-- start of Dataset excerpts --
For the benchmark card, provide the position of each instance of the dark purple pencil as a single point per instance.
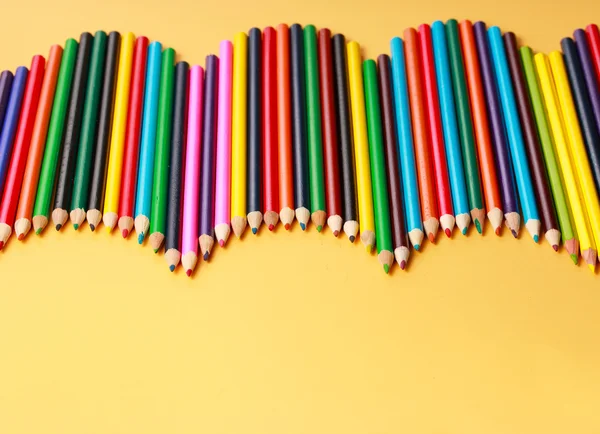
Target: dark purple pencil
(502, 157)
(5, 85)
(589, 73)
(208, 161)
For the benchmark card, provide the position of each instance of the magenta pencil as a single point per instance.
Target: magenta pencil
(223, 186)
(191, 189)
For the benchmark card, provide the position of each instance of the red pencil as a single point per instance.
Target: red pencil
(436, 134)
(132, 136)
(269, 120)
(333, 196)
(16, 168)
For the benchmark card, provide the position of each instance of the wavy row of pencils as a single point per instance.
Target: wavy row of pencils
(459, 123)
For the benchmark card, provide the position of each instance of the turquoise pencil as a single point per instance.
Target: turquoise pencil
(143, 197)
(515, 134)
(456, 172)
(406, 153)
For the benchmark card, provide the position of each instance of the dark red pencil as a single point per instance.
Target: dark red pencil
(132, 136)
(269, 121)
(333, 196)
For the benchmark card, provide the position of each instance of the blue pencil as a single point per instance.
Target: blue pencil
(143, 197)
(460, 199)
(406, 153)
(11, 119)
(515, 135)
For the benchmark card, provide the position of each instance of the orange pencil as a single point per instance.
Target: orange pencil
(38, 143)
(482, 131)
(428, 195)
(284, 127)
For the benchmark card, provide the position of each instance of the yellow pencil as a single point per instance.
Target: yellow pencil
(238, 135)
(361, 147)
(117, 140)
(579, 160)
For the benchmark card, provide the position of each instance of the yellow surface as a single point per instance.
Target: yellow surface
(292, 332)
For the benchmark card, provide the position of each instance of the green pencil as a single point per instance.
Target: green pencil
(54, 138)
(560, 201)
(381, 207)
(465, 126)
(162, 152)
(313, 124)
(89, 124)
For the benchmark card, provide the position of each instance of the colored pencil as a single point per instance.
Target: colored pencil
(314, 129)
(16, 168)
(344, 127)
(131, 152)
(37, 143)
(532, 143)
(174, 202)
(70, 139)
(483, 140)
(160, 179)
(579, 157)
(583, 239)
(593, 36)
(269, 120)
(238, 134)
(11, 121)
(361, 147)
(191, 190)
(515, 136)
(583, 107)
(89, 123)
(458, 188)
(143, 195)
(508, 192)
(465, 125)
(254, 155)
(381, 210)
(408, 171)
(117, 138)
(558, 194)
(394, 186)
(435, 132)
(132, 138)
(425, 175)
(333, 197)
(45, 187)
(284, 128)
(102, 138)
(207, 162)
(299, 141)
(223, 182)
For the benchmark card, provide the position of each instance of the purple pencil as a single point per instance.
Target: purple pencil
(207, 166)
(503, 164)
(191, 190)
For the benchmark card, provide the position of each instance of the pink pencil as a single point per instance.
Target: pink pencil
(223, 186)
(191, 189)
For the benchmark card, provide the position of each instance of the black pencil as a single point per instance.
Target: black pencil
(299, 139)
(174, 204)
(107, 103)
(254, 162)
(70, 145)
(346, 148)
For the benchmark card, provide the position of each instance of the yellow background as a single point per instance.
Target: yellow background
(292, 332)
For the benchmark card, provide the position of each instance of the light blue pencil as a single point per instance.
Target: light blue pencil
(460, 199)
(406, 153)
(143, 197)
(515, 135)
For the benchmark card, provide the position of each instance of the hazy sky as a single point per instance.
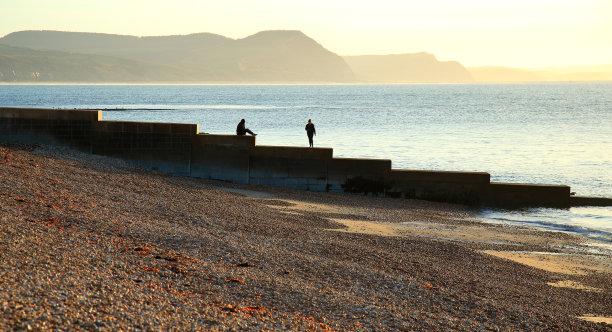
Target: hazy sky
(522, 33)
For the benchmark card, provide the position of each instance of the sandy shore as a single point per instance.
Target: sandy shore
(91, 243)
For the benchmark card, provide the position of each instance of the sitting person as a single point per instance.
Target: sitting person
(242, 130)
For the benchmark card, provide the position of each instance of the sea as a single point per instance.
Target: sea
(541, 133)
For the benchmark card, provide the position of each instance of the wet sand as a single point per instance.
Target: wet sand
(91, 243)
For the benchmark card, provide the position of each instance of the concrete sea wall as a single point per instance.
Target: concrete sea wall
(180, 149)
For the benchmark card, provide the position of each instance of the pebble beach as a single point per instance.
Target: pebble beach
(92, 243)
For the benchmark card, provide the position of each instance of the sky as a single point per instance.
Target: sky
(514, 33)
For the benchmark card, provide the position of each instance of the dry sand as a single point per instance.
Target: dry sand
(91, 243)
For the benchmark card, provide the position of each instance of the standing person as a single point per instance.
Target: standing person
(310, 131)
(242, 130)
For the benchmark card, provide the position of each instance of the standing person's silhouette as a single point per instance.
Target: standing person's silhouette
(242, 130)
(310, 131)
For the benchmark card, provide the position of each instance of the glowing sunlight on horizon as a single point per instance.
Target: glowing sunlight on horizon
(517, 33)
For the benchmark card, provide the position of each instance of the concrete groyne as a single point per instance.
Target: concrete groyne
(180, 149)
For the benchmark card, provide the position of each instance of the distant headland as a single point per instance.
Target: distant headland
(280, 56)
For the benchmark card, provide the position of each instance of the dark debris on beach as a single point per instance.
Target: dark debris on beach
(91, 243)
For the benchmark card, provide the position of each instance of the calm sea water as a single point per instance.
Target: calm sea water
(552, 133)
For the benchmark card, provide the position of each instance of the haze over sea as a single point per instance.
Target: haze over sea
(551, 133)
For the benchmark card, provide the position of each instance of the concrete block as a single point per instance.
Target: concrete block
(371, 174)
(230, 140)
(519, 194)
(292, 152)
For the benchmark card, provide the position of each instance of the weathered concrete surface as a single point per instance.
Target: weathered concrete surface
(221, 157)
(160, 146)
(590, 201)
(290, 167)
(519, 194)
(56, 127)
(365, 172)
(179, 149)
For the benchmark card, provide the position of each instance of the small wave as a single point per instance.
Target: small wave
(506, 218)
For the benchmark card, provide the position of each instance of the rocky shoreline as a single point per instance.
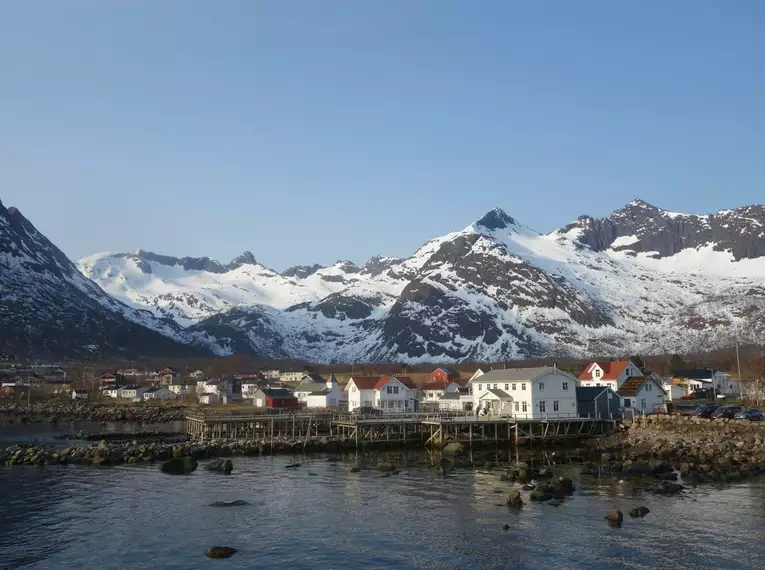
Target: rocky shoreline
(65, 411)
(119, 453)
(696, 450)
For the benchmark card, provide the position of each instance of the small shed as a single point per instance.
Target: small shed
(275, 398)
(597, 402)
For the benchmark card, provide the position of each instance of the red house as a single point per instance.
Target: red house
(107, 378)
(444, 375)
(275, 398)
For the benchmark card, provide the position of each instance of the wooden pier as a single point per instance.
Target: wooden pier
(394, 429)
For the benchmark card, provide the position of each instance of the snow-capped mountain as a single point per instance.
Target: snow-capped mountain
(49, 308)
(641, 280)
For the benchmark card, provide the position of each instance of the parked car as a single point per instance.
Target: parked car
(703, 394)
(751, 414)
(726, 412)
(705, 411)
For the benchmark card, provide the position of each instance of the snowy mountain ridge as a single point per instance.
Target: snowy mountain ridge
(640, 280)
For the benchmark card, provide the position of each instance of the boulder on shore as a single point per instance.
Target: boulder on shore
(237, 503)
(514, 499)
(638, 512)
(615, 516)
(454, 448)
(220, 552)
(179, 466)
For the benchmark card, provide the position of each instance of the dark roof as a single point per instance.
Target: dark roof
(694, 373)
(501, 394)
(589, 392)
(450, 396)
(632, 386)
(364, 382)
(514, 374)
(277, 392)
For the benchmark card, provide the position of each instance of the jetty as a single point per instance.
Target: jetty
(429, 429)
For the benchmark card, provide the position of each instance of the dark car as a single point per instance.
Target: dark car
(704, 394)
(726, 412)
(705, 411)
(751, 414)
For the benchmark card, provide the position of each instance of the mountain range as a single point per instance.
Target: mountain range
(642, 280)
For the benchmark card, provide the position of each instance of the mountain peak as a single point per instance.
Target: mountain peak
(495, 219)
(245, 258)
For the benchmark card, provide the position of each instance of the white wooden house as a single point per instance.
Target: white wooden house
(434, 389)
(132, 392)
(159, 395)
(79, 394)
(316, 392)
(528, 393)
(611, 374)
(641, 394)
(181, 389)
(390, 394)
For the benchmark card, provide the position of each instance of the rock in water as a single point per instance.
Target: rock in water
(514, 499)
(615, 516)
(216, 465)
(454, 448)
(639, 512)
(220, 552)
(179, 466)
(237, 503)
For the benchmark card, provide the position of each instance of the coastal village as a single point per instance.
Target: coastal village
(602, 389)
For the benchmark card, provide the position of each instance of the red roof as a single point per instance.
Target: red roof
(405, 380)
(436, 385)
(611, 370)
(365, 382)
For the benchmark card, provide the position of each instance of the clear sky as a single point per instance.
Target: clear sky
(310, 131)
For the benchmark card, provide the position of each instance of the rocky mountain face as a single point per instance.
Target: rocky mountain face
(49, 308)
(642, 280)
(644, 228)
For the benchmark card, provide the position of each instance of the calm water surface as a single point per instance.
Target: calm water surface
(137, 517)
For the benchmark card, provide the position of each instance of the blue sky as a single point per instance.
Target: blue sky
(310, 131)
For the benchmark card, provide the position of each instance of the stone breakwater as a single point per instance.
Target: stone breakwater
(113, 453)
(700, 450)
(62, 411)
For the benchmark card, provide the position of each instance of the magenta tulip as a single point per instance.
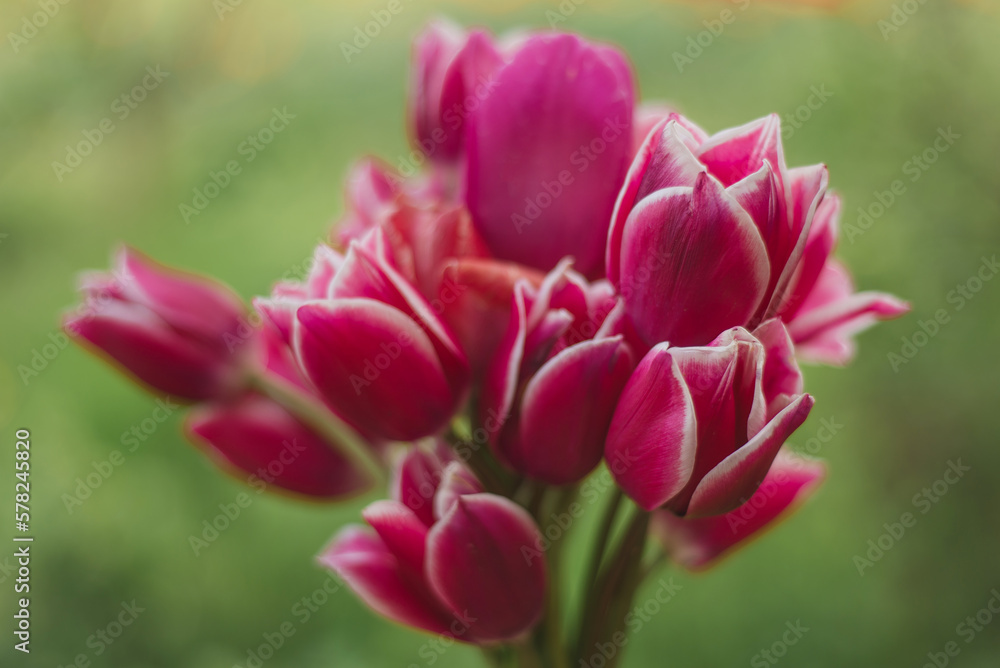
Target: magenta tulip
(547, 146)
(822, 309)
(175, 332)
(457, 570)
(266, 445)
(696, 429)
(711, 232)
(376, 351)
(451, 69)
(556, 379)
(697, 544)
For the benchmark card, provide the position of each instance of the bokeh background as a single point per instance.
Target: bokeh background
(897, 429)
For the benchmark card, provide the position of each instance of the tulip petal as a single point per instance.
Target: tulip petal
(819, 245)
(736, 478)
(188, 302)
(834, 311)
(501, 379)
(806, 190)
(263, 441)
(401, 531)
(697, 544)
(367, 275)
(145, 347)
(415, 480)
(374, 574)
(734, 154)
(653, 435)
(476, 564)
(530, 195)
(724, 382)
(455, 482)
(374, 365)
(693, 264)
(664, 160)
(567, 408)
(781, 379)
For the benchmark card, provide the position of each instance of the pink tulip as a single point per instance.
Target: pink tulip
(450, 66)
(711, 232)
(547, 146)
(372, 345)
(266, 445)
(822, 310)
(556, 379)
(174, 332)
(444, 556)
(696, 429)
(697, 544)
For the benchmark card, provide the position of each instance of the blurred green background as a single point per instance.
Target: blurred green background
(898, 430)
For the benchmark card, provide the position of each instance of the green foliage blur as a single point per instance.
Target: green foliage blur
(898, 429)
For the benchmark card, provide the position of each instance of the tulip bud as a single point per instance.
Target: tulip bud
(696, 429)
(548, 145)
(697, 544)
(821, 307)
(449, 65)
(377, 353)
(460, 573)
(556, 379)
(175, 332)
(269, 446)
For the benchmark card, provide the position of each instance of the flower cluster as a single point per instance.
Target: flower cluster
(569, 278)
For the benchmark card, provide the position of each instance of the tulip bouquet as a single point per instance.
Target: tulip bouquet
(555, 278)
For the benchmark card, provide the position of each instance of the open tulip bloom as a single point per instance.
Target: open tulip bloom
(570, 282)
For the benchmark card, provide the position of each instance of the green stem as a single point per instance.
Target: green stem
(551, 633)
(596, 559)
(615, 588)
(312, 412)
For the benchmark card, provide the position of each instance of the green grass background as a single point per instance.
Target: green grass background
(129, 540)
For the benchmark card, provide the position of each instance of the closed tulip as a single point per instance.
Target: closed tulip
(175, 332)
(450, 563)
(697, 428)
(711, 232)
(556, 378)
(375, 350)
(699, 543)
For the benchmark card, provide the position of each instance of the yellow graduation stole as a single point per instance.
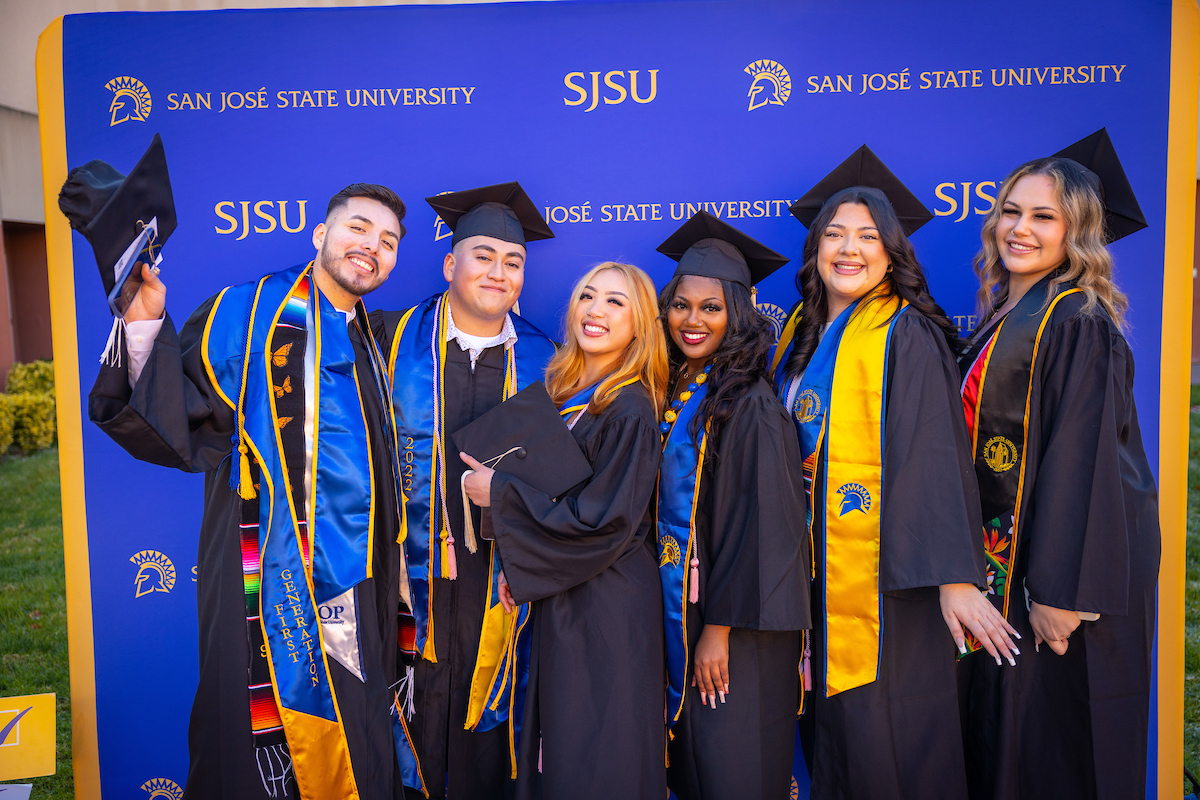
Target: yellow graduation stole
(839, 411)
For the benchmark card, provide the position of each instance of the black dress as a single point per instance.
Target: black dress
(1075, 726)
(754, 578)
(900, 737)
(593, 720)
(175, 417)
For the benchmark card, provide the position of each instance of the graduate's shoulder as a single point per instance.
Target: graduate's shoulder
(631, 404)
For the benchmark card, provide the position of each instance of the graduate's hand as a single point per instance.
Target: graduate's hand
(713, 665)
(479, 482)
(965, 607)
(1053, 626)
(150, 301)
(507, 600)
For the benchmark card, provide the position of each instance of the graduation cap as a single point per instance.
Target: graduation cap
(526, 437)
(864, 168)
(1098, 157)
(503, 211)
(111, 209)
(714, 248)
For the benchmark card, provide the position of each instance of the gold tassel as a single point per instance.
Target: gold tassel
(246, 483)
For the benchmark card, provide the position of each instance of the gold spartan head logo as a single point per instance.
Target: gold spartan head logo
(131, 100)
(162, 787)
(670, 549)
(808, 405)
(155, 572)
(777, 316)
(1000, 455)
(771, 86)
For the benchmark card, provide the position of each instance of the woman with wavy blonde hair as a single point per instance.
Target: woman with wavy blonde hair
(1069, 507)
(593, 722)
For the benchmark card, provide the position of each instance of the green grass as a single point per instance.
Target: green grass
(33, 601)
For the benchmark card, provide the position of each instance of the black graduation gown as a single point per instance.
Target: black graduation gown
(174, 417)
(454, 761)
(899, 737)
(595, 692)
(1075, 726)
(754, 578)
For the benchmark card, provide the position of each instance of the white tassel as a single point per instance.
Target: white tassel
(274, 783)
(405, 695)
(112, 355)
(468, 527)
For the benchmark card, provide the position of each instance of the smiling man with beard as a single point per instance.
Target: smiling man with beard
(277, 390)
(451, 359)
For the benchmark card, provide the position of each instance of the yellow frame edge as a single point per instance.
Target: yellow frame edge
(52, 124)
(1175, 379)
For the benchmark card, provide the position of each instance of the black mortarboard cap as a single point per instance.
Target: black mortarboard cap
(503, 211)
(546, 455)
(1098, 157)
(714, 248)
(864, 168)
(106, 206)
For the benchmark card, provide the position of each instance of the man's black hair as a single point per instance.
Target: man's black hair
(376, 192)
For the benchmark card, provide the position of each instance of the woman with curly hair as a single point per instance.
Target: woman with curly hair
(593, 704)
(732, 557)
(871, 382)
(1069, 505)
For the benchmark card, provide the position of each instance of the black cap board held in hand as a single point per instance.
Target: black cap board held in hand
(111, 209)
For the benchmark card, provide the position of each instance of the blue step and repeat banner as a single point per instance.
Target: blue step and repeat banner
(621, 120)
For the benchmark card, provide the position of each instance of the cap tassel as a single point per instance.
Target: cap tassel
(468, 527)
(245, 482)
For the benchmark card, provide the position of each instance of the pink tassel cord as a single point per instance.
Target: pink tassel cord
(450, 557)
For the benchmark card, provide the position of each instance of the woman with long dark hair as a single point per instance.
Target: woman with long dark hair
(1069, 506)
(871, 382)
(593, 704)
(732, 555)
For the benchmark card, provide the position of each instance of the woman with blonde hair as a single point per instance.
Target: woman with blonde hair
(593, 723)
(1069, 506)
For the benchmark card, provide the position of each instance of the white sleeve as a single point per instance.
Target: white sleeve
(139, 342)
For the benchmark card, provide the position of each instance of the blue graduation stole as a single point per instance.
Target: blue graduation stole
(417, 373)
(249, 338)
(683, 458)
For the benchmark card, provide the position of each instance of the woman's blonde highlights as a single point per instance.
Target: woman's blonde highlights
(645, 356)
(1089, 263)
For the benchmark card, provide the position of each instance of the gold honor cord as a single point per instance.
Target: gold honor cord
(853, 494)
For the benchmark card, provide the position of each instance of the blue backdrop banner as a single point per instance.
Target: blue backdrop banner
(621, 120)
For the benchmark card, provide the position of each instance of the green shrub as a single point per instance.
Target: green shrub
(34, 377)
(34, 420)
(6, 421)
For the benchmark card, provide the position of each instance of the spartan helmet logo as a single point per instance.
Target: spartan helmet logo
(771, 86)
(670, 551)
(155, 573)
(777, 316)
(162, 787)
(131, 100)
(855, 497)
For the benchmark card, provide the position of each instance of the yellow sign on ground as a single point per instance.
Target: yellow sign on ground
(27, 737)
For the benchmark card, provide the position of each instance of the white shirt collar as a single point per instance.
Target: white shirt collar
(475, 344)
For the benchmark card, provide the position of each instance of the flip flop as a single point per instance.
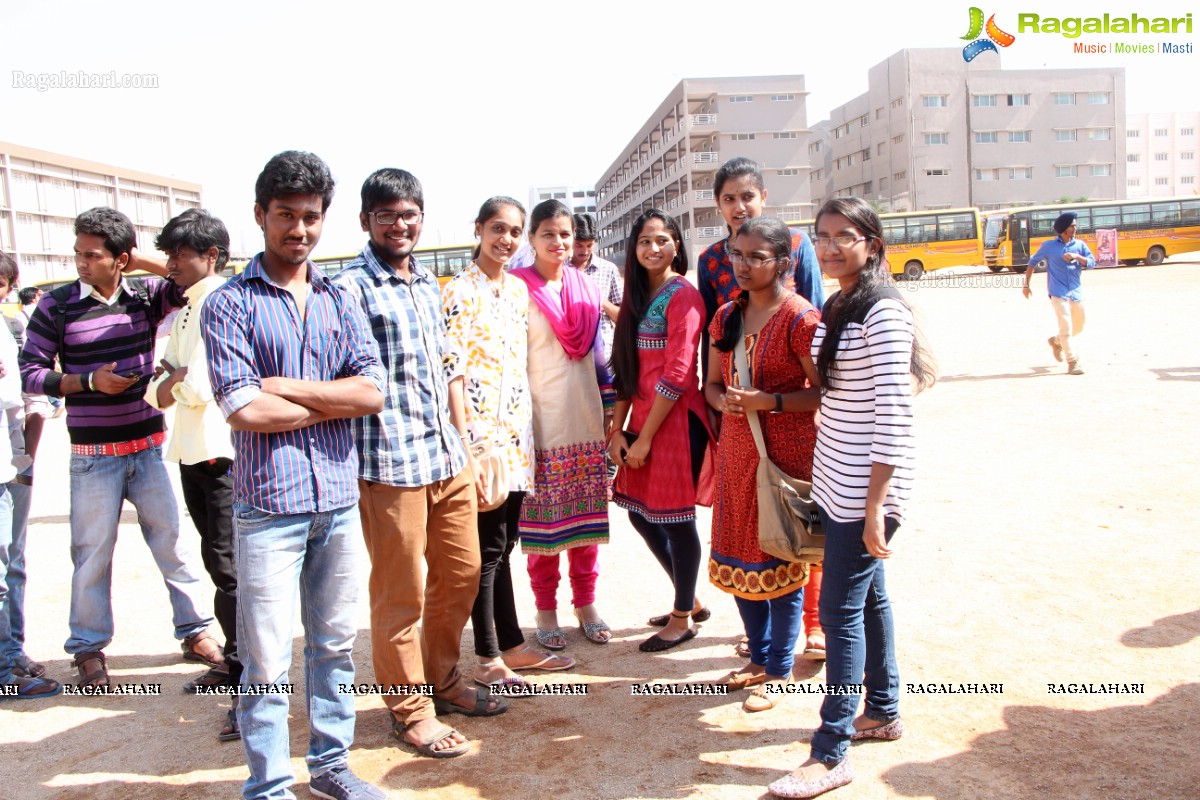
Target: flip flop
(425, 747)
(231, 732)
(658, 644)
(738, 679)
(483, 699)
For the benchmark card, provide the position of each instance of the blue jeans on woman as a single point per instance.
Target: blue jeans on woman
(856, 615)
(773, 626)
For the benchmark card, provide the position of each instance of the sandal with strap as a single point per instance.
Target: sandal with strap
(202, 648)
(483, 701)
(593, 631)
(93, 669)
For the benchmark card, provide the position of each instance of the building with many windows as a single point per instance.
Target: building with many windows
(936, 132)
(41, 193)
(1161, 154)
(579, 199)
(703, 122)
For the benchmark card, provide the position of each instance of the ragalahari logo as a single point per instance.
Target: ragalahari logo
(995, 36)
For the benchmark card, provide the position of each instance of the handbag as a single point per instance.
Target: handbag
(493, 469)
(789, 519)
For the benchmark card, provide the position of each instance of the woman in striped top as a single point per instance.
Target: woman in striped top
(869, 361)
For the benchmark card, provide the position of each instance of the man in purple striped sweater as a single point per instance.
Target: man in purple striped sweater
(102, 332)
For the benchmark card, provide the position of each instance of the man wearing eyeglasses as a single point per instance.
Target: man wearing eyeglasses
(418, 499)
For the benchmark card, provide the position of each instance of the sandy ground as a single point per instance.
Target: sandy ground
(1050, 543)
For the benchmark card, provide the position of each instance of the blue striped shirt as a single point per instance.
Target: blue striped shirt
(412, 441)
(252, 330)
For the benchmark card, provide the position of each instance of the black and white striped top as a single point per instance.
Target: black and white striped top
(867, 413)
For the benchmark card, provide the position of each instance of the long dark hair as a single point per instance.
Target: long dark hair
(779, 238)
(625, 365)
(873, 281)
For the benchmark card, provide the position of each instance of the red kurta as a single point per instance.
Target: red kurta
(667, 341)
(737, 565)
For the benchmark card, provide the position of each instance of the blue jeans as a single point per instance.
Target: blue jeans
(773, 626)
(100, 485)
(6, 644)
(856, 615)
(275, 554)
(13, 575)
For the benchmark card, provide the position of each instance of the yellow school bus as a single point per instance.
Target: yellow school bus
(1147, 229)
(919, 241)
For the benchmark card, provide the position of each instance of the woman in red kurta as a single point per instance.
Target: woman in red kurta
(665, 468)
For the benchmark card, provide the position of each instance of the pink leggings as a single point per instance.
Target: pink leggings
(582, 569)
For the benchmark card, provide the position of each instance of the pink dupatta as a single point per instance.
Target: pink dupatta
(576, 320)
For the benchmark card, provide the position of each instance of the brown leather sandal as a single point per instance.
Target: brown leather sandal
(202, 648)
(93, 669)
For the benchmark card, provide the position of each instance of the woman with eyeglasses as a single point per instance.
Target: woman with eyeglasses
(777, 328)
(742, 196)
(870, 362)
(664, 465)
-- end of Dataset excerpts --
Directions —
Starting with the line that contains "shirt as a single point per instance.", print each line through the last one in the listing. Include both end lines and add nothing.

Result of the exercise —
For the benchmark card, provide the position of each instance of the blue striped shirt as a single point per instance.
Target: blue striped shirt
(412, 441)
(252, 330)
For the benchmark card, provide the position of each instance of the black and white striped top as a single point per instance.
Target: black and white striped top
(867, 413)
For the benchmark card, provide the position of each instance of the long dark hair as a single point per instance.
Target: long dark hair
(779, 238)
(625, 365)
(873, 281)
For the benchmark card, provide the position of each instance of the red kurta as a single point per instance.
Target: red kurta
(667, 341)
(737, 565)
For the benchmark card, provide the position of each instance of the blue jeans as a single point per instance.
Target: blue jeans
(773, 626)
(100, 485)
(6, 644)
(856, 615)
(275, 554)
(13, 575)
For the benchmark card, provide the position of each instance of the yellow school bus as a single point per instance.
Target: yellow school bus
(1147, 229)
(919, 241)
For the benchmark card, provide the position of each instance of the woman in red kurta as a single point per instance.
Target: woman in red kurta
(665, 468)
For the benchmark card, provide the position of each instance of the pink leggings as a single point per instance.
Target: pink leggings
(582, 569)
For the benchmark card, provide the position of each instance of the pink dupatta as a single point per instance.
Target: pink dupatta
(576, 320)
For the benchmark card, provide the position of each instance of the brown leather sandal as a single point per instance.
Target: brown leather sandal
(202, 648)
(93, 669)
For the benchmark card, provide the position of each instance of the woman with eyeglasses as a single point per instance.
Target: woman with eyeglasses
(777, 328)
(742, 196)
(870, 362)
(664, 465)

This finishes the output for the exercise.